* _EXERCISE INSTRUCTIONS_
In the listing below, find the line containing "of the silhouetted" and the line containing "of the black". Repeat exactly those two lines and every line between them, nothing more.

* _DATA TO EXAMINE_

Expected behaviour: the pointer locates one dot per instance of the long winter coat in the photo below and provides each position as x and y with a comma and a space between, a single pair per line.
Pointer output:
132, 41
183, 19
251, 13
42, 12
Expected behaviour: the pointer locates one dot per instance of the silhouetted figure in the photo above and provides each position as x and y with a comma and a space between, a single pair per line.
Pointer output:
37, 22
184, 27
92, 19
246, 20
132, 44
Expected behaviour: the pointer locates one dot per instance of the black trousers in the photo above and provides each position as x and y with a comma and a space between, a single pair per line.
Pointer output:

* _ANSWER FOR THIS EXERCISE_
Expected behaviour: the pointer locates one dot per instance of the silhouetted figure in the photo above and provides each position as x and y with a comma and a space between, a single pair per line.
Pointer output:
37, 22
184, 27
92, 19
246, 20
132, 44
Expected behaviour: the pointer locates one dot per instance of the black trousers in the photo above and provides each position as x and y with a comma and a space between, a single pair per line.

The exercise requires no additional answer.